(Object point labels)
####################

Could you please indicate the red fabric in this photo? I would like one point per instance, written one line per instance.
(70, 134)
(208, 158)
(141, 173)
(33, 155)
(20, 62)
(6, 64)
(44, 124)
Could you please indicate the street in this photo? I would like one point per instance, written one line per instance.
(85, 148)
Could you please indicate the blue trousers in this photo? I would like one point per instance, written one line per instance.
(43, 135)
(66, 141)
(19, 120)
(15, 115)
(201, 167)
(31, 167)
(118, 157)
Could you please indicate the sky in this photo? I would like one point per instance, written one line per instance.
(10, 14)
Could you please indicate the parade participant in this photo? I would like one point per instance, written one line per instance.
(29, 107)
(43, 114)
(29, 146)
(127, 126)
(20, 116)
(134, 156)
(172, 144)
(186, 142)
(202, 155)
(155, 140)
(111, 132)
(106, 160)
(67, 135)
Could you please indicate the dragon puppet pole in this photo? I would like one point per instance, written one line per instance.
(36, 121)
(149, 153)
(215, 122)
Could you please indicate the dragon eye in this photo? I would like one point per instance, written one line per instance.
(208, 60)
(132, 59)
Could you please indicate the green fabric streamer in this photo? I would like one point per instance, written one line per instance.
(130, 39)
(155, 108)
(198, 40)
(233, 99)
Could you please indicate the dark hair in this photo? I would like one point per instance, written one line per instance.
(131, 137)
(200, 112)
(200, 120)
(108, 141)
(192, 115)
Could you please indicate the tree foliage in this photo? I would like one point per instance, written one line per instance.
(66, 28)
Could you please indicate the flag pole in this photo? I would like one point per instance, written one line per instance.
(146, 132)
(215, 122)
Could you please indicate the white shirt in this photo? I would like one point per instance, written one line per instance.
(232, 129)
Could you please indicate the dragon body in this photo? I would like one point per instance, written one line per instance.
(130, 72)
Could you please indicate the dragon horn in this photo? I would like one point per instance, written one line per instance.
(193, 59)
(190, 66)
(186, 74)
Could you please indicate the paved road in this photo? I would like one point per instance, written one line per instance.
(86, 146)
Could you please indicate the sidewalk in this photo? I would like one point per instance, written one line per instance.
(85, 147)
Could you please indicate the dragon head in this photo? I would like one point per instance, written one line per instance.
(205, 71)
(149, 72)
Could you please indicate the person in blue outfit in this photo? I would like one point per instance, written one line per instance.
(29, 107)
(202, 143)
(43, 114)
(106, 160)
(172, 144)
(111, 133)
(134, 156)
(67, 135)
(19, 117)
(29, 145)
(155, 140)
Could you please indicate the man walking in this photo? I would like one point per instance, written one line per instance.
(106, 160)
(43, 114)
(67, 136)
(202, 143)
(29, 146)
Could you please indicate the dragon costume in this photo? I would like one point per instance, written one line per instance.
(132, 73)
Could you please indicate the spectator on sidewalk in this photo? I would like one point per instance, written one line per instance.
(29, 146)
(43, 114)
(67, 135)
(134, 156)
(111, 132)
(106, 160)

####################

Please edit the rows so that each "indicate" reads "mark" instead, leaving everything else unchanged.

■ Result:
Could you please mark the red fabric in this photo? I would like one point per instance, written one line per instance.
(70, 134)
(208, 158)
(141, 173)
(33, 155)
(20, 62)
(6, 64)
(44, 124)
Could you please mark the street in this photo? I would like one point per instance, written one line per instance.
(85, 148)
Could you please mark the blue trousers in this photo? I would like one point per instance, written one line per instance.
(43, 135)
(66, 141)
(19, 120)
(15, 115)
(201, 167)
(31, 167)
(118, 157)
Could you please mark the sky in this photo? I would like one point per instance, written one line per instance.
(10, 14)
Could you please mark the parade participant in this photo? I would like one point per instance, written one line per instance.
(29, 107)
(43, 114)
(29, 146)
(127, 126)
(20, 116)
(134, 156)
(172, 144)
(186, 142)
(202, 155)
(155, 140)
(111, 132)
(106, 160)
(67, 135)
Could you please mark the dragon puppet pole in this photo? I would like one point per instance, written one line per instance.
(36, 121)
(149, 153)
(215, 122)
Could you please mark the dragon eye in this photo? I would like one point per instance, written one line per instance.
(208, 60)
(132, 59)
Could you please mark the green fabric streamer in this photo? I would like one point per instance, written one line per instance.
(130, 39)
(155, 108)
(198, 40)
(233, 99)
Could you please mark the dark hair in this photo? I would like one point per instance, written one line per instance.
(131, 137)
(200, 112)
(200, 120)
(108, 141)
(192, 115)
Could you please mark the tree foliage in this photo? I would like one point per instance, written one line per instance.
(66, 28)
Could you please mark the flag pole in this photo? I would like one point per instance, written one line per instance.
(146, 132)
(215, 122)
Could you please mark the white shirt in this photo? I would like one point per instance, written one line per instance.
(232, 129)
Could you please mark the dragon body in this photo? I would like one point per instance, written one line per instance.
(130, 72)
Could you please mark the dragon horn in this photo? I would like one point per instance, written one line per instance.
(193, 59)
(190, 66)
(186, 74)
Could you please mark the paved road in this photo? I would like one point per instance, written one line per instance.
(86, 146)
Could you please mark the sidewalk in this photo? I would like one point per instance, written one line per instance.
(85, 147)
Could you please mark the dragon head in this photo? I would like one point per instance, written one line per instance.
(205, 71)
(149, 72)
Could you please mark the person in blue outfit in this photo? I would like one point per instance, written one line per instance.
(29, 107)
(202, 143)
(43, 114)
(106, 160)
(172, 144)
(111, 133)
(134, 156)
(67, 135)
(19, 117)
(29, 145)
(155, 140)
Could you please mark the man walking in this photo? I would like one point per instance, written one line per instance.
(106, 160)
(43, 114)
(67, 136)
(202, 143)
(29, 146)
Could you please mark the dragon costume in this photo? I would like one point per instance, written one line per instance.
(132, 73)
Could you please mark the spectator on sidewalk in this photo? I would like one point per instance, written one line per instance.
(29, 146)
(43, 114)
(67, 135)
(134, 156)
(111, 132)
(106, 160)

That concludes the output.